=== Brano fornito ===

>>

Cassazione penale , sez. V, sentenza 17.02.2010 n° 6417
Integrano il delitto di atti persecutori, di cui all’art. 612-bis c.p., anche due sole condotte di minaccia o di
molestia, come tali idonee a costituire la reiterazione richiesta dalla norma incriminatrice.
Cosi hanno affermato i giudici della Suprema Corte con la sentenza 21 gennaio 2010, n. 6417
(depositata il 17 febbraio 2010), con una delle prime pronunce di legittimità riguardanti il delitto di atti
persecutori (c.d. “stalking”), ex art. 612-bis c.p.
Nel caso di specie il GIP rigettava l’istanza di revoca o di sostituzione della misura cautelare degli
arresti domiciliari presentata dall’indagato.
A seguito di appello ex art. 310 c.p.p., il tribunale del riesame confermava il provvedimento di rigetto
emesso dal GIP, evidenziando come l’indagato si fosse reso autore non solo di vari reati (minacce,
violenza privata e danneggiamento) commessi in epoca compresa fra il 2 gennaio ed il 21 febbraio
2009, ma anche di ulteriori condotte poste in essere nei giorni 25 e 26 febbraio 2009.
In proposito è utile ricordare come la fattispecie di cui all’art. 612-bis c.p. sia entrata in vigore proprio
il 25 febbraio 2009, essendo stata introdotta nel nostro ordinamento con il d.l. 23 febbraio 2009, n. 11,
pubblicato nella Gazzetta Ufficiale n. 45 del 24 febbraio ed entrato in vigore il giorno successivo alla
pubblicazione. Con la legge n. 38 del 23 aprile 2009, il Parlamento ha poi convertito con modificazioni
il d.l. 11/2009. Si osserva, infatti, come uno dei profili problematici, soprattutto nella prima fase di
applicazione della norma, riguardi l’irretroattività della nuova fattispecie. Si pensi, come nel caso in
esame, all’ipotesi in cui le condotte persecutorie commesse in epoca successiva all’entrata in vigore del
decreto legge si vadano ad aggiungere ad altre realizzate precedentemente.
Un altro degli aspetti che caratterizza l’elemento oggettivo del delitto di cui all’art. 612-bis c.p. consiste
nella reiterazione delle condotte persecutorie. Le minacce e/o le molestie devono essere reiterate,
seriali, devono cioè succedersi nel tempo. La reiterazione è, infatti, elemento costitutivo della
fattispecie[1], con la conseguenza che i singoli atti, se posti in essere in un unica occasione, non
integrano il delitto di atti persecutori bensì altre fattispecie già conosciute dall’ordinamento (es.:
minaccia, molestie, violenza privata), eventualmente unite dal vincolo della continuazione (art. 81 c.p.).

<<

=== Materiale fornito ===
>>

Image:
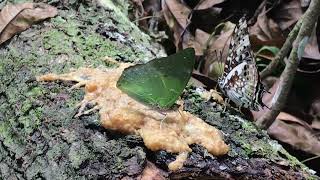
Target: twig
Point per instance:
(309, 20)
(283, 51)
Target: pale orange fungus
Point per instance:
(172, 131)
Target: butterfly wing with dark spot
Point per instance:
(241, 81)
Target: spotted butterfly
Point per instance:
(240, 81)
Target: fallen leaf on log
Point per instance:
(19, 17)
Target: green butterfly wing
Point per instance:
(159, 82)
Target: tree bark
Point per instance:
(40, 137)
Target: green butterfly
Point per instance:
(160, 82)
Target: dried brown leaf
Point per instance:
(312, 48)
(19, 17)
(218, 45)
(295, 132)
(288, 13)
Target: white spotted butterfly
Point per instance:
(240, 81)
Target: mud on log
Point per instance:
(40, 137)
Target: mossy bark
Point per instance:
(41, 138)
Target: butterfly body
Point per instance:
(240, 81)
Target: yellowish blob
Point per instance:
(172, 131)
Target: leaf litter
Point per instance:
(19, 17)
(270, 26)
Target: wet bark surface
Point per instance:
(40, 137)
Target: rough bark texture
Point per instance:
(41, 138)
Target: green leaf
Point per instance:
(159, 82)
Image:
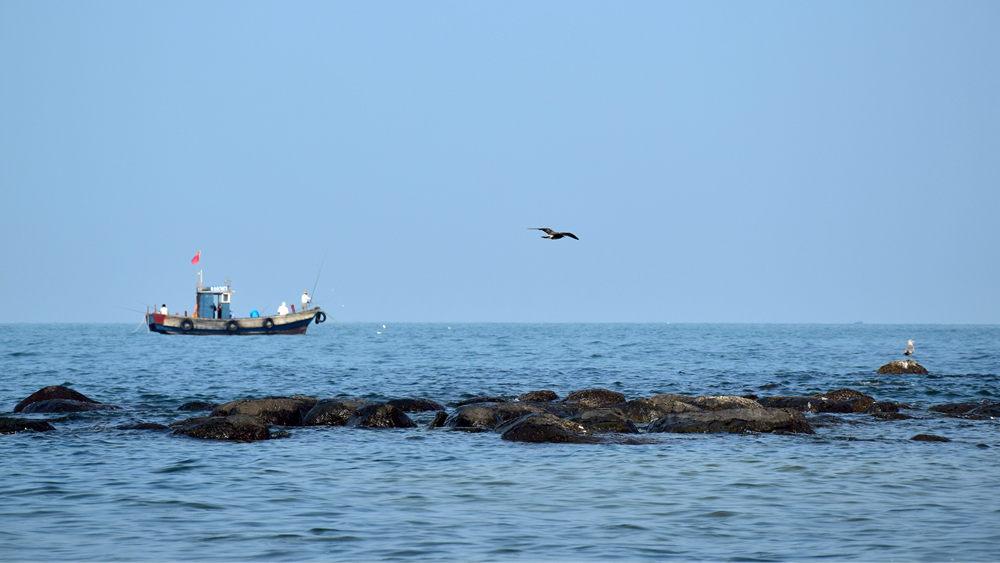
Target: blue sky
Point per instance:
(720, 161)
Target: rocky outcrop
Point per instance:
(981, 410)
(380, 416)
(540, 396)
(197, 406)
(901, 367)
(734, 420)
(724, 402)
(50, 393)
(930, 438)
(65, 405)
(487, 416)
(415, 405)
(233, 428)
(284, 411)
(332, 412)
(605, 420)
(15, 425)
(545, 428)
(595, 398)
(648, 409)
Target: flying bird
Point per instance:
(553, 235)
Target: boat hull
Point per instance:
(293, 323)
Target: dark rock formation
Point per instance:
(541, 396)
(648, 409)
(605, 420)
(52, 392)
(380, 416)
(415, 405)
(487, 416)
(544, 427)
(481, 399)
(143, 426)
(724, 402)
(285, 411)
(595, 398)
(981, 410)
(734, 420)
(332, 412)
(65, 405)
(930, 438)
(235, 428)
(197, 406)
(15, 425)
(900, 367)
(439, 418)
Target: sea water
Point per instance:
(859, 489)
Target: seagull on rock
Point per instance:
(553, 235)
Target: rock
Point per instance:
(734, 420)
(65, 405)
(333, 412)
(143, 426)
(439, 418)
(481, 399)
(53, 392)
(235, 428)
(930, 438)
(595, 398)
(15, 425)
(648, 409)
(542, 396)
(284, 411)
(725, 402)
(197, 406)
(415, 405)
(982, 410)
(900, 367)
(544, 427)
(380, 416)
(605, 420)
(487, 416)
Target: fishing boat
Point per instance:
(212, 316)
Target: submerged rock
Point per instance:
(900, 367)
(595, 398)
(234, 428)
(980, 410)
(380, 416)
(734, 420)
(333, 412)
(197, 406)
(541, 396)
(930, 438)
(15, 425)
(544, 427)
(284, 411)
(65, 405)
(605, 420)
(52, 392)
(415, 405)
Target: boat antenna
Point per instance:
(318, 272)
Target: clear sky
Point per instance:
(721, 161)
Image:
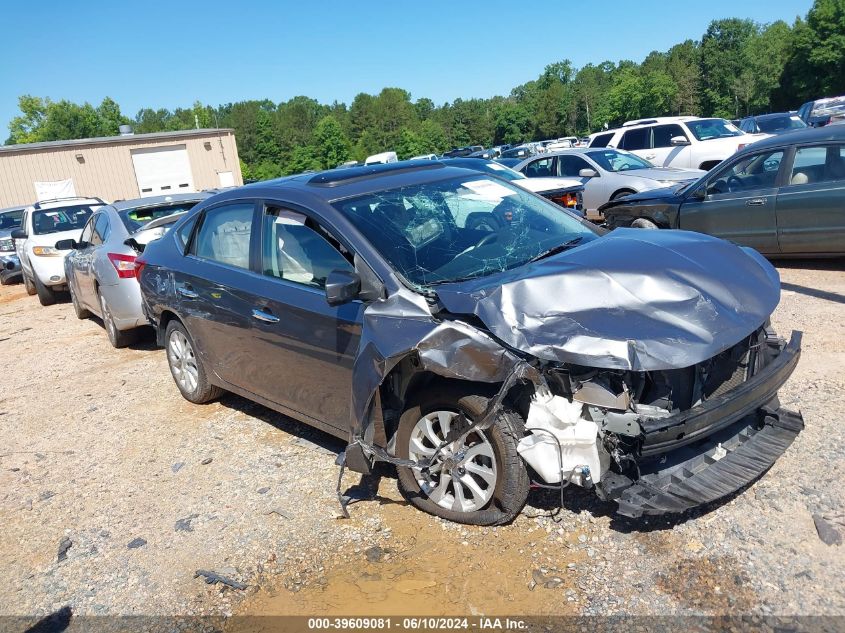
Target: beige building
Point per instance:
(119, 167)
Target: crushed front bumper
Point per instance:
(714, 449)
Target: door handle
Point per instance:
(265, 316)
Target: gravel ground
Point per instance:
(114, 492)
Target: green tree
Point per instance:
(331, 145)
(722, 61)
(410, 144)
(815, 65)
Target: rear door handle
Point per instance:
(263, 315)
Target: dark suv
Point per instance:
(479, 337)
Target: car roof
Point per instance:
(804, 135)
(64, 202)
(333, 184)
(771, 115)
(159, 201)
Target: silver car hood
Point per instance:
(664, 173)
(633, 300)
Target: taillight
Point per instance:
(123, 264)
(139, 266)
(568, 200)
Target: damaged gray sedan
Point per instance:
(480, 338)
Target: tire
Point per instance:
(118, 338)
(507, 487)
(193, 385)
(27, 282)
(81, 313)
(46, 295)
(643, 223)
(621, 194)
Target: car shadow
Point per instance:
(320, 439)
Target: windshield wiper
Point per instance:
(556, 249)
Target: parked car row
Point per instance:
(448, 321)
(784, 196)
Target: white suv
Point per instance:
(682, 141)
(44, 224)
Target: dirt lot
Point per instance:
(98, 450)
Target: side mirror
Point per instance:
(67, 245)
(342, 286)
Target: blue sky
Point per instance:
(169, 54)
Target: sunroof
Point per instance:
(341, 176)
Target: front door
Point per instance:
(304, 348)
(811, 204)
(738, 202)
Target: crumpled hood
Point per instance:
(634, 299)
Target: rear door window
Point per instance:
(602, 140)
(825, 163)
(570, 166)
(663, 134)
(636, 139)
(224, 235)
(101, 229)
(540, 168)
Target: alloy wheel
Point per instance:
(183, 363)
(464, 473)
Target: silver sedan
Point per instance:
(607, 173)
(100, 270)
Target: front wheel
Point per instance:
(480, 480)
(46, 295)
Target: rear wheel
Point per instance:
(186, 368)
(27, 282)
(118, 338)
(81, 313)
(46, 295)
(480, 480)
(643, 223)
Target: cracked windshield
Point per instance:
(462, 228)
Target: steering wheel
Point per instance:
(490, 237)
(734, 179)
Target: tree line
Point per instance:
(737, 68)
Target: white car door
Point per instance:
(663, 153)
(595, 189)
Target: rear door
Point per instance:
(663, 153)
(303, 348)
(737, 202)
(811, 204)
(98, 225)
(212, 290)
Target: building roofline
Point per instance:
(113, 140)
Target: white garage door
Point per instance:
(163, 170)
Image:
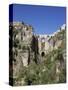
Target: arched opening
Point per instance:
(42, 54)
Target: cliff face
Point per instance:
(28, 50)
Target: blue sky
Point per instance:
(44, 19)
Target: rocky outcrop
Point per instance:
(26, 48)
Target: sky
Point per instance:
(44, 19)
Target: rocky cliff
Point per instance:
(36, 59)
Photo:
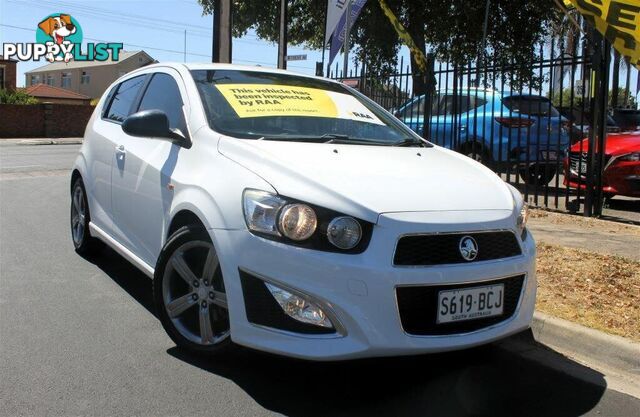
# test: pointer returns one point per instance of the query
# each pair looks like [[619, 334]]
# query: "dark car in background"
[[621, 168], [495, 128]]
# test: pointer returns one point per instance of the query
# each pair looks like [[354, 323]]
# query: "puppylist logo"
[[59, 38]]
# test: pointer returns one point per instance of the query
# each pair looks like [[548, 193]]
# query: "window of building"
[[66, 80], [163, 94], [120, 107]]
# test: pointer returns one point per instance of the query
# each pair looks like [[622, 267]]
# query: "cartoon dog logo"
[[58, 27]]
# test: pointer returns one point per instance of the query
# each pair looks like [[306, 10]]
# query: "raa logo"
[[59, 38]]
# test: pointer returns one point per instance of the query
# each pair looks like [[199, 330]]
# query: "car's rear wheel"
[[83, 242], [189, 292]]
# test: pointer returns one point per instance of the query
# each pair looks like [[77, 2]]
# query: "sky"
[[156, 26]]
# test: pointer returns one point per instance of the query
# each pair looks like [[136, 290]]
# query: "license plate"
[[580, 167], [470, 303]]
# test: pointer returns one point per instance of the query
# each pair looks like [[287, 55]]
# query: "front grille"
[[418, 307], [441, 249]]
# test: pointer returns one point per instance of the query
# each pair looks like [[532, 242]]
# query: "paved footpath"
[[600, 236]]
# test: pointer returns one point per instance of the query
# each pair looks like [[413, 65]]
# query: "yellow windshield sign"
[[618, 21], [266, 100]]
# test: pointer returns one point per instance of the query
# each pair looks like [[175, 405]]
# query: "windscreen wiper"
[[410, 142], [326, 138]]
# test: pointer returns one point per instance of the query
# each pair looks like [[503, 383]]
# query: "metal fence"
[[525, 122]]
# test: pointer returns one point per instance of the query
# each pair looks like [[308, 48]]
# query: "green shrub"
[[16, 97]]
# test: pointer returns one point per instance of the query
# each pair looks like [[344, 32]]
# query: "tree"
[[16, 97], [452, 29]]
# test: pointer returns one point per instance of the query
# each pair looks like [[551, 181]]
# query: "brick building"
[[89, 78], [8, 73]]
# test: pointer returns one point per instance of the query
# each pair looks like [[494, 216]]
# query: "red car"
[[622, 165]]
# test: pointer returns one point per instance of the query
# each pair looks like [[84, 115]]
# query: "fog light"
[[299, 308], [344, 232]]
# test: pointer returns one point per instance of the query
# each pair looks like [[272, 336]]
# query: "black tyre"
[[189, 292], [538, 175], [83, 242]]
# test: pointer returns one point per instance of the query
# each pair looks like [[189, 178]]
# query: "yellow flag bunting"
[[617, 20], [417, 53]]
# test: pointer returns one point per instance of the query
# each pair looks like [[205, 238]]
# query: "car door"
[[446, 123], [105, 133], [141, 190]]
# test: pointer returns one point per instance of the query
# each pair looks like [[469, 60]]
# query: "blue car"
[[497, 129]]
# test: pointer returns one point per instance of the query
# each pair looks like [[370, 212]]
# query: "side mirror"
[[153, 124]]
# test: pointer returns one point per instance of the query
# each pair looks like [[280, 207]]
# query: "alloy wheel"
[[193, 294]]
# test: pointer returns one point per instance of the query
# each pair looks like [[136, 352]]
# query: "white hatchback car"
[[291, 214]]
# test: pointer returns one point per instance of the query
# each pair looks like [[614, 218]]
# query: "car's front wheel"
[[189, 292]]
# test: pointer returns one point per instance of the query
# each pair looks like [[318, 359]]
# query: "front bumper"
[[360, 292]]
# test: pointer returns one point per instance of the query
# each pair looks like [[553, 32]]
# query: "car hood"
[[617, 144], [366, 181]]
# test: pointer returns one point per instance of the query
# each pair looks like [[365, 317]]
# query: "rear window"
[[120, 106], [444, 105], [530, 106], [456, 104]]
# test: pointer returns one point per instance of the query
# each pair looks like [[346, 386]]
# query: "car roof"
[[233, 67]]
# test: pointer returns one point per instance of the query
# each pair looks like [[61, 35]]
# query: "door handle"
[[120, 152]]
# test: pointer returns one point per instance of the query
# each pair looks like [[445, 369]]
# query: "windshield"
[[257, 105]]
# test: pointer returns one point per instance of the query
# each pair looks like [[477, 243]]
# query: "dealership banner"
[[339, 34], [617, 20], [335, 10], [417, 53]]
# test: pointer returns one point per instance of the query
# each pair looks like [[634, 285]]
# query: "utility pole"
[[282, 40], [222, 22], [347, 40]]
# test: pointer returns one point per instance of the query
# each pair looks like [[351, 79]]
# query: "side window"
[[530, 106], [120, 107], [163, 94], [416, 109]]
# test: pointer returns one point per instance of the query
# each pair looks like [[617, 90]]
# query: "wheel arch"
[[74, 177], [183, 218]]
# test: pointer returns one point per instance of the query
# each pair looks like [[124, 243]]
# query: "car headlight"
[[261, 211], [344, 232], [297, 221], [287, 220]]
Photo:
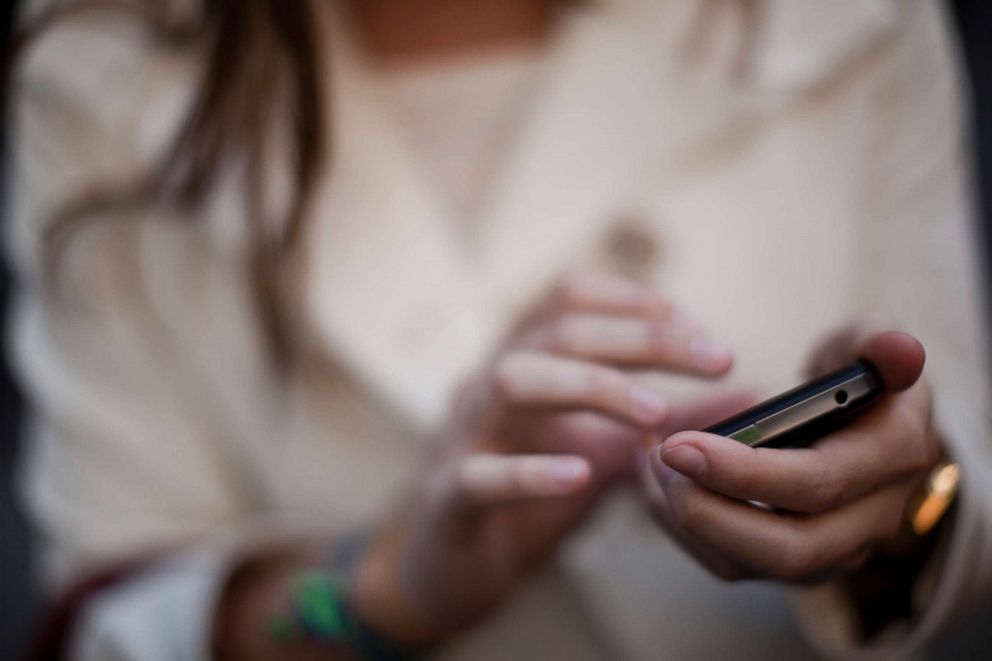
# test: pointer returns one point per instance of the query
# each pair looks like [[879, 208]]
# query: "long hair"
[[262, 66]]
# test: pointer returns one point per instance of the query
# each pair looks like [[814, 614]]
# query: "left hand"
[[830, 503]]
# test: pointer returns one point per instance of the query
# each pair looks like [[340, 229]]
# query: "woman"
[[253, 285]]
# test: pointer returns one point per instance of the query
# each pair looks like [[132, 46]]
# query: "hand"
[[537, 438], [830, 504]]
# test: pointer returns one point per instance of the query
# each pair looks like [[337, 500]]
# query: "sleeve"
[[139, 363], [922, 271]]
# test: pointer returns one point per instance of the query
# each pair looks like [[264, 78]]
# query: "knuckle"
[[687, 509], [800, 561], [571, 290], [728, 573], [829, 491], [506, 375], [919, 444], [568, 334], [604, 381]]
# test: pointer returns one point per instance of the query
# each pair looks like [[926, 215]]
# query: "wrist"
[[379, 600]]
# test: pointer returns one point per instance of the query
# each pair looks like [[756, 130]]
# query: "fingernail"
[[685, 459], [649, 403], [710, 354], [567, 474]]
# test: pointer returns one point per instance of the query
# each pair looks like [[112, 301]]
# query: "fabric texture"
[[787, 183]]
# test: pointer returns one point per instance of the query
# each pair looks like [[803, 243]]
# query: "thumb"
[[898, 357]]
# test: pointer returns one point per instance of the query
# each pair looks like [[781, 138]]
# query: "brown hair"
[[255, 51]]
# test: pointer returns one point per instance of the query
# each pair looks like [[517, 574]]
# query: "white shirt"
[[823, 183]]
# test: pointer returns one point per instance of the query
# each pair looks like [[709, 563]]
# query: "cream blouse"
[[778, 172]]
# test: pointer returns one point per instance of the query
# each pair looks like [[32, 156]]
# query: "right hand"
[[554, 421]]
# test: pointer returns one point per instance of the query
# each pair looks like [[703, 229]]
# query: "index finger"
[[889, 443]]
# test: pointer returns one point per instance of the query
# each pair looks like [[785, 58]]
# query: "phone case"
[[805, 414]]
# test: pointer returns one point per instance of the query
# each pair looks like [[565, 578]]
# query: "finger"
[[704, 411], [527, 378], [638, 342], [889, 444], [899, 357], [483, 480], [657, 505], [785, 547]]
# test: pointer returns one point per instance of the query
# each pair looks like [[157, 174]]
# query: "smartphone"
[[805, 414]]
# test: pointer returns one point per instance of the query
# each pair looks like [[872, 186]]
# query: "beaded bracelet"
[[320, 610]]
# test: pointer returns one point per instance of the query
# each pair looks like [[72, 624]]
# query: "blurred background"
[[971, 638]]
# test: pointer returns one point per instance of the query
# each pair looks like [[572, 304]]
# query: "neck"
[[394, 30]]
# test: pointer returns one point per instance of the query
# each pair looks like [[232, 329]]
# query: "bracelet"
[[320, 611]]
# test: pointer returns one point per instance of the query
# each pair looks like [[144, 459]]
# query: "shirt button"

<<

=== Sfide ===
• A. Secondo il testo sulla sentenza in materia di atti persecutori, in quale data è entrata in vigore la fattispecie dell'art. 612-bis c.p.?
• B. Prosegui il testo sulla sentenza in materia di atti persecutori dal punto in cui si interrompe.

=== Soluzioni ===
• A. È entrata in vigore il 25 febbraio 2009.

• B.
La struttura del reato di atti persecutori è quindi disegnata sul modello del reato necessariamente
abituale, caratterizzato dalla sussistenza di una serie di fatti commissivi. Il reato si perfeziona allorché
si realizzi un minimo di tali condotte collegate da un nesso di abitualità e può formare oggetto anche di continuazione, ex art. 81 cpv. c.p., come nell’ipotesi in cui la reiterazione sia interrotta da un notevole
intervallo di tempo tra una serie di episodi e l’altra[2]. Pertanto, se nel periodo considerato si verifica
una parentesi di normalità nella condotta del soggetto attivo, un intervallo di tempo fra una serie e
l’altra di episodi lesivi del bene giuridico tutelato dalla norma, non viene meno l’esistenza del reato, ma
ciò può dar luogo alla continuazione.
In relazione al reato necessariamente abituale la mancata indicazione del numero di episodi necessario
per integrare la serie minima può comportare qualche tensione con il principio di determinatezza.
Ciò premesso, si osserva come, nel caso di specie, il difensore dell’indagato abbia proposto ricorso per
cassazione basando i motivi proprio sulle due questioni poco sopra richiamate: assumeva, infatti, che
gli episodi precedenti l’entrata in vigore della norma incriminatrice non potevano essere presi in alcuna
considerazione, con la conseguenza che le due sole condotte del 25 e 26 febbraio 2009 non erano
suscettibili di integrare il delitto di atti persecutori, data la natura abituale dello stesso. Sotto diverso
profilo, quello dell’adeguatezza della misura, il difensore evidenziava altresì che le esigenze cautelari
avrebbero potuto essere soddisfatte con la più lieve misura del divieto di avvicinamento ai luoghi
frequentati dalla persona offesa, introdotta dall’art. 282-ter c.p.p..
La Suprema Corte, osservando come il termine “reiterare” denoti la “ripetizione di una condotta una
seconda volta ovvero più volte con insistenza”, rigettava il ricorso presentato dal difensore
dell’indagato ed enunciava il principio di diritto in base al quale anche due sole condotte di minaccia o
di molestia sono idonee a costituire la reiterazione cui l’art. 612-bis c.p. subordina la configurazione
della materialità del fatto.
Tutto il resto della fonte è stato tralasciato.